## PROBLEM REQUIREMENTS
Go to the line below containing "Target: black smartphone" and print exactly from there through the line containing "eyebrow, given as one point per instance.", both included. Print nothing else.

Recorded data
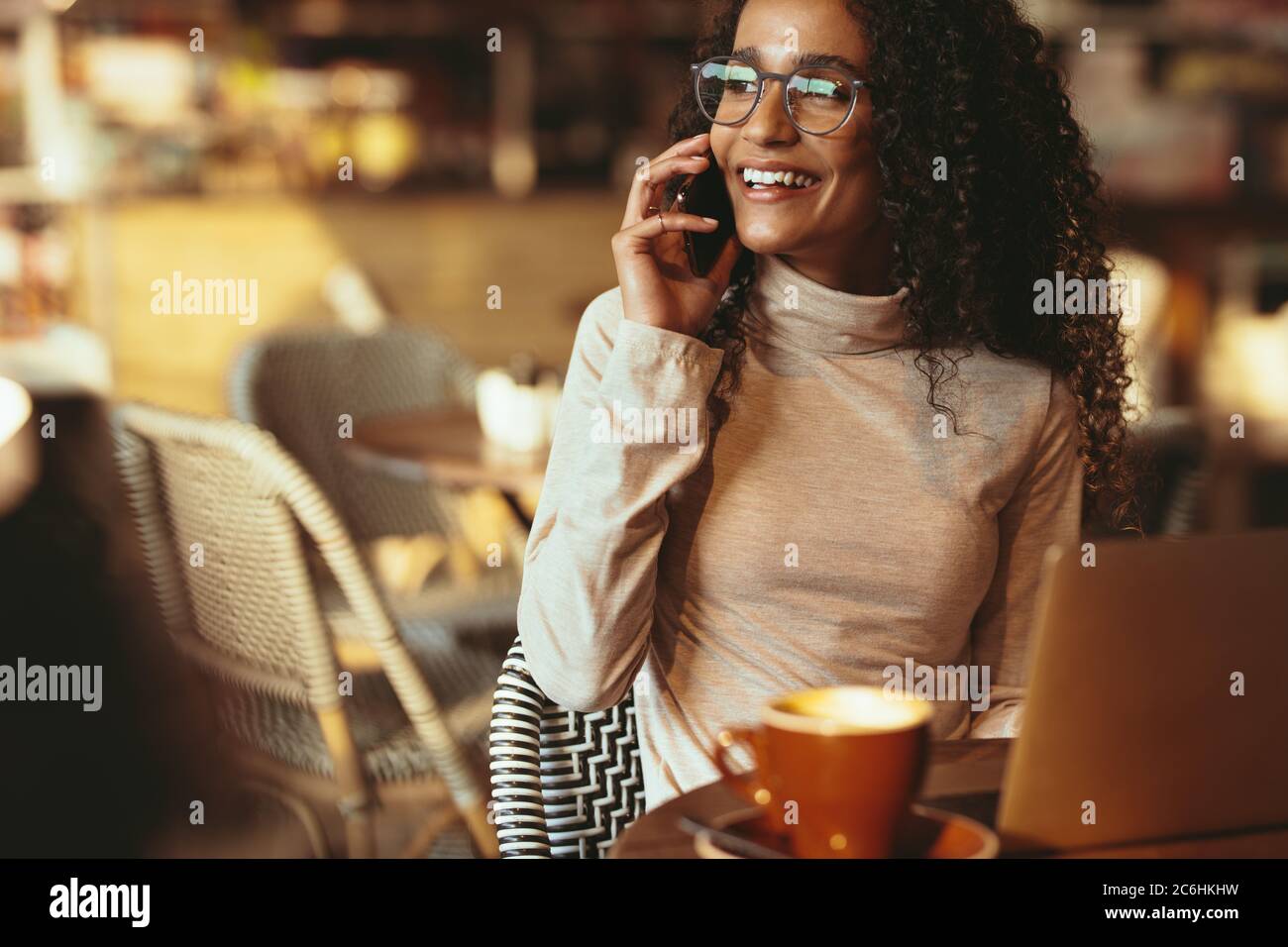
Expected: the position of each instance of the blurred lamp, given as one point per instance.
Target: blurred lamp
(18, 459)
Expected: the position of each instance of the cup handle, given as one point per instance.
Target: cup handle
(746, 785)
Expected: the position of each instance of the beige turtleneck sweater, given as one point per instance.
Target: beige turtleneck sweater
(831, 530)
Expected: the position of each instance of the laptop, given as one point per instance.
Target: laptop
(1158, 694)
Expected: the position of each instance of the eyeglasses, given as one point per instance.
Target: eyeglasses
(818, 99)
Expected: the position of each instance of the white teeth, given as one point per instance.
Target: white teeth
(754, 175)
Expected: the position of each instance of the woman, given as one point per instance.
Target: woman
(889, 432)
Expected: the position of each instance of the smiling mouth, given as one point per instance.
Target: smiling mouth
(755, 179)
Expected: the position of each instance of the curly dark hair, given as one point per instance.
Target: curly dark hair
(970, 80)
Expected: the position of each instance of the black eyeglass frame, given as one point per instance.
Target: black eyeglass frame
(784, 77)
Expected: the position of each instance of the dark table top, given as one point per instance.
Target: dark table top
(964, 777)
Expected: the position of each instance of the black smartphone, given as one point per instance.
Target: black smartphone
(706, 195)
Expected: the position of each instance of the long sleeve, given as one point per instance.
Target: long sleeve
(632, 423)
(1043, 510)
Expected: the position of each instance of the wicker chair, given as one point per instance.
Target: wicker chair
(565, 784)
(248, 615)
(297, 384)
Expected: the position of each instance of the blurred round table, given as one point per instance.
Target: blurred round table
(447, 447)
(964, 777)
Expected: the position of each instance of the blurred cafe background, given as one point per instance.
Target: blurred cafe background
(403, 208)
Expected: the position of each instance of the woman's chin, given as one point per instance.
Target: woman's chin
(764, 241)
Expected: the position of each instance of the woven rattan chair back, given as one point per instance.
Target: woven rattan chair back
(299, 385)
(220, 510)
(565, 784)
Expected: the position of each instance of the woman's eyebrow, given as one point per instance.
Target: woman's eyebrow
(752, 55)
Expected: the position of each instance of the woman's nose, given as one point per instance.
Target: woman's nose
(769, 121)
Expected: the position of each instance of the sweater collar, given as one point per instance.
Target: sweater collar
(816, 317)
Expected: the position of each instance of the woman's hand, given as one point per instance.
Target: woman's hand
(658, 289)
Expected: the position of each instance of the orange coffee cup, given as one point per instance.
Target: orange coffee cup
(836, 768)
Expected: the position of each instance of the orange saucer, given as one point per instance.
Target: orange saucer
(925, 834)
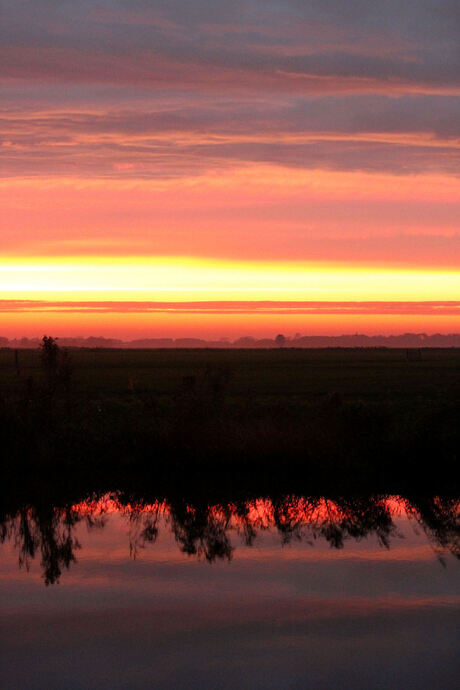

## YOUR SOLUTION
Target: black smartphone
(706, 195)
Expected: the position of each instance of the long sleeve, given as one point per instance.
Target: long sleeve
(632, 423)
(1043, 510)
Expected: the position of each instance of the wicker chair, given as one point per instance.
Target: wicker chair
(565, 784)
(248, 615)
(297, 384)
Expected: the position of each instance of the blurred round table, given as one point per instance.
Target: blurred round table
(447, 447)
(964, 777)
Expected: the position of each instance of the blurred cafe background, given as one point per instance.
Target: blurred cafe background
(403, 208)
Expected: the position of each instance of the woman's chin, given as one point per instance.
Target: woman's chin
(764, 241)
Expected: the position of each instance of the woven rattan chair back, given as one point per instance.
Target: woven rattan chair back
(299, 385)
(220, 510)
(565, 784)
Expected: the position of each instance of the woman's eyebrow, given as one point per instance.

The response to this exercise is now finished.